Posts tagged ‘far-fetched hypothesis’

“Emerald Nutter”

In the longstanding tradition of Nutters, including pre-Nutter, post-Nutter, Stockholm Nutter, Nikko-Nutter and Super Nutter, a new brand of Super Nutter evolved from Texas City, Texas on November 15, 2014 and is termed “Emerald Nutter.” An Emerald Nutter, named after pit bull owner Emerald White, is a Super Nutter that sues the victim after her four pit bulls tear through a victim’s fence and rip the victim’s dog to pieces on the victim’s own property then sues the victim for $1 million dollars. You read that correctly.

Even the Psychic Gerbil stumbled on this one, at one point declaring, “Texas nutter stumps Psychic Gerbil!” The Inquisitr has nothing kind to say about Emerald White of Texas City nor do over 7 thousand Yahoo commenters (and still growing). Common responses include, “I had to re-read the story because it just didn’t make sense!” and “Wow. Just wow. The nerve of this chick!” and “What a low life that pitbull owner is” and “This is so OUTRAGEOUS!” and finally, “THINGS LIKE THIS MAKE MY STOMACH TURN!”

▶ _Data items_
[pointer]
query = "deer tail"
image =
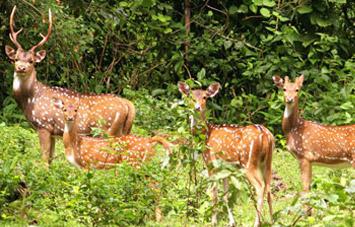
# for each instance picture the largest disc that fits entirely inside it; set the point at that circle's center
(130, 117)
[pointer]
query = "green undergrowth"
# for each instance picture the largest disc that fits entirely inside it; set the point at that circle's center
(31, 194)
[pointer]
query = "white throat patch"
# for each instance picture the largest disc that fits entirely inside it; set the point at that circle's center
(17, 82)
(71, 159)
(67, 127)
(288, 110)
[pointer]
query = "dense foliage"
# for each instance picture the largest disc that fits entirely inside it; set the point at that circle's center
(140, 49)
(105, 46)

* * *

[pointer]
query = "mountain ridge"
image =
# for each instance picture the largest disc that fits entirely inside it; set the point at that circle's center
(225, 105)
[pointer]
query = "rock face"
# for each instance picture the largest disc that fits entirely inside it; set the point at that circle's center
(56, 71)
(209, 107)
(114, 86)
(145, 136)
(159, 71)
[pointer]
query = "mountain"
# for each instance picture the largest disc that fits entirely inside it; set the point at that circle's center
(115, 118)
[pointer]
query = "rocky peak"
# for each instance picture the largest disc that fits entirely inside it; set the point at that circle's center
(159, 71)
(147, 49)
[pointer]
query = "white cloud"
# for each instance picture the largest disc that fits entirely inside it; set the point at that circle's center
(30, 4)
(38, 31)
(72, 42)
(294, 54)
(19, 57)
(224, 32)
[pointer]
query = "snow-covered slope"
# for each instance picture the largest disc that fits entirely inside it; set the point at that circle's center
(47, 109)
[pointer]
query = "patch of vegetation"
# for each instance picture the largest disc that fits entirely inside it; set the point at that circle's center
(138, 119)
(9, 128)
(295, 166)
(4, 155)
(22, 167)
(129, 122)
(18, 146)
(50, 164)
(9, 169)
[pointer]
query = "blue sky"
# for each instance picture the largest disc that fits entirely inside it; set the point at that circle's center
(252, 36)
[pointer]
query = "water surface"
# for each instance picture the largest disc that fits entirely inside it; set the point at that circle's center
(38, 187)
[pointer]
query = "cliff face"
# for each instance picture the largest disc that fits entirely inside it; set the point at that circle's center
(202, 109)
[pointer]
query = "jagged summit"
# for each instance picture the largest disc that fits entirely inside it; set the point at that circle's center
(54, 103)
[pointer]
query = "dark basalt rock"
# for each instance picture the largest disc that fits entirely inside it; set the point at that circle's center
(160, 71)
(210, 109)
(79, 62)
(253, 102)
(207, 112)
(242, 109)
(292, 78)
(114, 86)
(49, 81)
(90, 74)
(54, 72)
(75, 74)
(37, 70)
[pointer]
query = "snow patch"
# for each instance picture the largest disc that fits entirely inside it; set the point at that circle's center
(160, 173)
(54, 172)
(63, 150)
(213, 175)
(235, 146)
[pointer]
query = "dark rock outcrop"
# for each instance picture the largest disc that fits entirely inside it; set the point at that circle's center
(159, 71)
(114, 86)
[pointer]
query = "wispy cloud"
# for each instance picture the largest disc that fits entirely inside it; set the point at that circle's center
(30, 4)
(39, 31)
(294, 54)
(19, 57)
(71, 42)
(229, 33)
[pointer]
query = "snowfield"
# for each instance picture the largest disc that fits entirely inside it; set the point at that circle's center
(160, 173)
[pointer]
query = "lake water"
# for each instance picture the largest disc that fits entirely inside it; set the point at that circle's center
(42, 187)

▶ _Tasks_
1. Echo the stretch of the Emerald Nutter post from "In the longstanding" through "read that correctly.".
2. Decide whether each statement agrees with the Emerald Nutter post, answering yes or no and quoting the deciding words: (a) Emerald White had four pit bulls that broke through the victim's fence. (b) The lawsuit sought $500,000. (c) More than 7 thousand Yahoo commenters reacted to the story.
3. On what date does the Emerald Nutter post say the Emerald Nutter brand evolved?
Use only the Emerald Nutter post as your source.

▶ _Per-task answers_
1.
In the longstanding tradition of Nutters, including pre-Nutter, post-Nutter, Stockholm Nutter, Nikko-Nutter and Super Nutter, a new brand of Super Nutter evolved from Texas City, Texas on November 15, 2014 and is termed “Emerald Nutter.” An Emerald Nutter, named after pit bull owner Emerald White, is a Super Nutter that sues the victim after her four pit bulls tear through a victim’s fence and rip the victim’s dog to pieces on the victim’s own property then sues the victim for $1 million dollars. You read that correctly.

2.
(a) Yes: "her four pit bulls tear through a victim’s fence"
(b) No: "sues the victim for $1 million dollars"
(c) Yes: "nor do over 7 thousand Yahoo commenters (and still growing)"

3. November 15, 2014.